I see post-command-hook being run from server-visit-files, but I don't
see sit-for.  The sit_for (not sit-for) in your backtrace is called
from read_char, something that happens every time Emacs becomes idle.

> I have attached a backtrace, taken during the hang. Unfortunately it is
> from a optimized build (would have needed to recompile just now, and I
> am a bit in a hurry) but it at least shows the callstack (more or less)
> nicely.

It lacks the Lisp backtrace ("xbacktrace" can produce it), and the
fact that most arguments are either optimized out or complex data
types shown as "..." makes the backtrace much less useful.

> > I understand that this timer calls accept-process-output with its
> > argument nil, is that correct?  If so, isn't that a bug for a timer to
> > do that?  Doing that runs the risk of eating up output from some
> > subprocess for which the foreground Lisp program is waiting.
> 
> I haven't actually checked which timer it is, to be quite honest since I
> didn't think of it as a bug at all.
> 
> Correct me if I am wrong, calling accept-process-output w/o arguments
> is expected to be quite harmless and can be useful. If you specify a
> specific process, you will most definitely wait at least as long as
> it takes for that process to produce any output.
> 
> Nevertheless: If am not completely mistaken, there is no data lost at
> all. It is read and passed to the filter function which was registered
> by the interested party -- otherwise the default filter will simply
> append it to the buffer it belongs to.
> 
> The only thing that is lost is that it was ever read at all and thus
> an endless wait begins.

But if the wrong call to accept-process-output have read the process
output, it could have also processed it and delivered the results to
the wrong application, no?

> > So please point out the timer that does this, because I think that
> > timer needs to be fixed.
> 
> If you still need that, I will do some digging and try to find it.

....

WRITTEN INSTRUCTION 1: Which lines of the records contain the word "steel"? Pick out each of them and copy it.

Saved data entries:
....

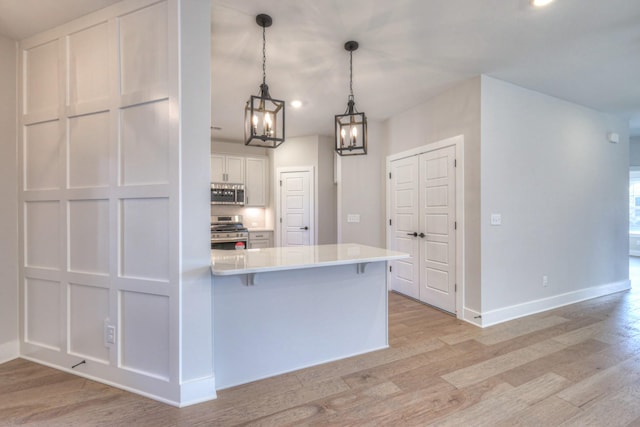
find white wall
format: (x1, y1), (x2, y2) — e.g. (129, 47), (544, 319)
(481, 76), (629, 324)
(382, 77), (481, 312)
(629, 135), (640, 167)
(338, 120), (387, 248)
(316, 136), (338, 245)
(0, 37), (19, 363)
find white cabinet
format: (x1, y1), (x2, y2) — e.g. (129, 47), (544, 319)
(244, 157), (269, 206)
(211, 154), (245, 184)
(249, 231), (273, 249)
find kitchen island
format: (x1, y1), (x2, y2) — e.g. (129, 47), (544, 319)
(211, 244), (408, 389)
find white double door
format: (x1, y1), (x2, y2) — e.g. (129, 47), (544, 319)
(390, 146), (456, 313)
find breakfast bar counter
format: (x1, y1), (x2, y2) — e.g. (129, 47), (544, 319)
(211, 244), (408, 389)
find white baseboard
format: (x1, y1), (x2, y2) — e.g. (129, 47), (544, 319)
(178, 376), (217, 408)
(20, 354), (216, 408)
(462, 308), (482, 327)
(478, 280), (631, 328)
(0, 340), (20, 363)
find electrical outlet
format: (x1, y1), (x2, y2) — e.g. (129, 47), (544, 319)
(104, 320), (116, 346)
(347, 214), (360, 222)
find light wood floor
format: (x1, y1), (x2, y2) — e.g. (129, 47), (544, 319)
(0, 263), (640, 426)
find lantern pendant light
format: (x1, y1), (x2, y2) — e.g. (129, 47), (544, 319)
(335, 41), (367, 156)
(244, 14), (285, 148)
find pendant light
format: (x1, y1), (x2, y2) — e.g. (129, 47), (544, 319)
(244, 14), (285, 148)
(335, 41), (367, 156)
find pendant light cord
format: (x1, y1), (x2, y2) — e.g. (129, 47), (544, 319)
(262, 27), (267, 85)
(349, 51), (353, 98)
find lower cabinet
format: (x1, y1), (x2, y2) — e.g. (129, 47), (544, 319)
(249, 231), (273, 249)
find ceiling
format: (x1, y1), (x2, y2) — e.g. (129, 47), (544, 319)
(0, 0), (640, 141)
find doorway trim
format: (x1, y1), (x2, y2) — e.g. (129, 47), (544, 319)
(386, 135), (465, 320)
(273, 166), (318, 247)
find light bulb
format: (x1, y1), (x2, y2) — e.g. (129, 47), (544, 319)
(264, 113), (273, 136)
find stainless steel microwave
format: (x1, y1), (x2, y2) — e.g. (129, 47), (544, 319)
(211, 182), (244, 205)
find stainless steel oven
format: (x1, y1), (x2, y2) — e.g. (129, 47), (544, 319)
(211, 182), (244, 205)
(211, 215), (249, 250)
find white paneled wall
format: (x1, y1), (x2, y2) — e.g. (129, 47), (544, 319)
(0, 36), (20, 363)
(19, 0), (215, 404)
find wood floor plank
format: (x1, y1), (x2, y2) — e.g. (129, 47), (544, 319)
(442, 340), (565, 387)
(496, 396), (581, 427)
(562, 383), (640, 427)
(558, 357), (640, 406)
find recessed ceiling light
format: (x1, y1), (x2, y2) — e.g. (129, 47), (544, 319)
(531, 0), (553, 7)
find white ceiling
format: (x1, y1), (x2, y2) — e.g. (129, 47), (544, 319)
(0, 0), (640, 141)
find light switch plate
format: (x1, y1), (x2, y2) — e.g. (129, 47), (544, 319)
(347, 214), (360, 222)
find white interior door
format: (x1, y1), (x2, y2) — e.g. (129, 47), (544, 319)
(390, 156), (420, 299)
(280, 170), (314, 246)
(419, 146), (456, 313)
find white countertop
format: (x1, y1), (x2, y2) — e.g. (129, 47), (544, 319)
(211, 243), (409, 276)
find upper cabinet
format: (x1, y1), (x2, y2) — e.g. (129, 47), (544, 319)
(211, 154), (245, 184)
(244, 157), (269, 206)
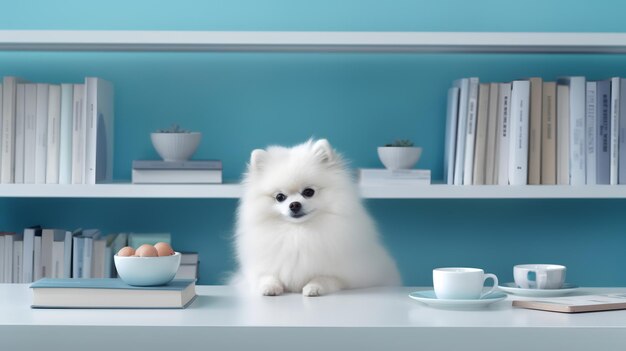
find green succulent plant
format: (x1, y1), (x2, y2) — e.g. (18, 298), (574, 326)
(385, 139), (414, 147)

....

WRITTEN INSTRUCTION 2: Resume the mailing-list exchange about the Emacs hang and accept-process-output from its last line.

REPLY 1:
find stainless steel microwave
find stainless steel oven

REPLY 2:
I think we need a thorough and detailed understanding of what's going
on in this case, before we can discuss the solutions, yes.  IME,
trying to fix a problem without a good understanding what it is that
we are fixing tends to produce partial solutions at best, and new bugs
at worst.

So please reproduce this in an unoptimized build, and please also show
the Lisp backtrace in this scenario.  Then let's take it from there.

> > We already record the file descriptors on which we wait for process
> > output, see compute_non_keyboard_wait_mask.  Once
> > wait_reading_process_output exits, it clears these records.  So it
> > should be possible for us to prevent accept-process-output calls
> > issued by such runaway timers from waiting on the descriptors that are
> > already "taken": if, when we set the bits in the pselect mask, we find
> > that some of the descriptors are already watched by the same thread as
> > the current thread, we could exclude them from the pselect mask we are
> > setting up.  Wouldn't that be a better solution?  Because AFAIU, your
> > solution just avoids an infinite wait, but doesn't avoid losing the
> > process output, because it was read by the wrong Lisp code.  Right?
> 
> Hm... at the moment I don't see where data is lost with my solution.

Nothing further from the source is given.